• _What you will do_:
Transcribe every entry exactly, with nothing added or left out.
┄┄┄┄┄┄┄┄┄┄┄┄┄┄┄┄┄┄┄┄
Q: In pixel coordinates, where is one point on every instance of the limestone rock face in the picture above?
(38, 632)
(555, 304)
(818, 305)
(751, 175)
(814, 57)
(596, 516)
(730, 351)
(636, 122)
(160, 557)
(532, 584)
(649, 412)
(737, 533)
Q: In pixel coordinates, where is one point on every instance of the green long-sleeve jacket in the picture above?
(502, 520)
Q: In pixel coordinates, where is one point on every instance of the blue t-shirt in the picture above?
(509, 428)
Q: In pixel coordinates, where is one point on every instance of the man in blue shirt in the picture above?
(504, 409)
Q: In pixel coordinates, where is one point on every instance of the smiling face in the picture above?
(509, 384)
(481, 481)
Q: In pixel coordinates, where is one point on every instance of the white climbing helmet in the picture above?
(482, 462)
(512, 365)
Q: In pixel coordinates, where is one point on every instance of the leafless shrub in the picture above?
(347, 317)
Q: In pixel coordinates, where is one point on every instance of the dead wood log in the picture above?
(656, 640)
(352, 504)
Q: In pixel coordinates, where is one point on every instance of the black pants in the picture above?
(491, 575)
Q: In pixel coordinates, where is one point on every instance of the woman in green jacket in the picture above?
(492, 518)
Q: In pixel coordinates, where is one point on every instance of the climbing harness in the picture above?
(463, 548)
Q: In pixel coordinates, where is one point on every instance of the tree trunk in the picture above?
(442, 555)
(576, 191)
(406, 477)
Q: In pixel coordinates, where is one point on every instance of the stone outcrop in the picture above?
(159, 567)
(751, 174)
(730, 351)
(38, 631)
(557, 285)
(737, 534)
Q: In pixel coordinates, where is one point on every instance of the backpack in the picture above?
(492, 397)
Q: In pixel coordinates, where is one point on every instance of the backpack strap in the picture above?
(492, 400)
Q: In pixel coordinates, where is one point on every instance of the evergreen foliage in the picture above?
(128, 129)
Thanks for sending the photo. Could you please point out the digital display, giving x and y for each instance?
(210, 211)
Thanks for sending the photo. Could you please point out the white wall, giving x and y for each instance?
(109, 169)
┄┄┄┄┄┄┄┄┄┄┄┄┄┄┄┄┄┄┄┄
• _Output_:
Q: In pixel coordinates, where is one point on every instance of the limestone rock face in the picture above?
(38, 632)
(555, 304)
(818, 305)
(751, 175)
(814, 57)
(596, 516)
(730, 351)
(636, 122)
(160, 557)
(532, 584)
(649, 412)
(737, 533)
Q: In pixel coordinates, where is one point on every instance of the green long-sleeve jacket in the picture above?
(502, 520)
Q: In pixel coordinates, where is one point on every instance of the blue t-shirt in the picture above?
(509, 428)
Q: In pixel coordinates, where is one point on every instance of the man in blue shirt in the picture above?
(504, 409)
Q: In pixel coordinates, where is one point on every instance of the smiling face in the picture above?
(509, 384)
(481, 481)
Q: In pixel coordinates, where is one point on every instance of the white climbing helmet in the picture above?
(482, 462)
(512, 365)
Q: In pixel coordinates, where is one point on every instance of the leafless shrub in the picture above?
(347, 317)
Q: In pixel coordinates, where is one point on every instance of the dead wood log in the picture above?
(656, 640)
(352, 504)
Q: In pixel coordinates, where is one point on every instance of the black pants in the picture above?
(491, 575)
Q: In pixel coordinates, where is one point on every instance of the woman in green jacket in the picture above?
(492, 518)
Q: In pixel coordinates, where is one point on every instance of the climbing harness in the picture above?
(463, 548)
Q: In pixel coordinates, where is one point on every instance of the tree trunk in the picture above?
(442, 555)
(576, 191)
(406, 477)
Q: In pixel coordinates, where is one point on every instance of the stone outcrop in the picture above?
(159, 567)
(751, 174)
(730, 351)
(38, 631)
(557, 285)
(737, 534)
Q: In pixel coordinates, where is one point on every instance of the backpack in the picture above?
(492, 397)
Q: In pixel coordinates, where is one point on every instance of the backpack strap in the picture above?
(492, 400)
Q: In pixel coordinates, where is one point on every instance of the evergreen foliage in the picture above?
(128, 129)
Thanks for sending the photo. Could you please point out the digital display, giving x and y for each instance?
(210, 211)
Thanks for sending the photo. Could you please point out the white wall, giving x and y for each instance?
(109, 169)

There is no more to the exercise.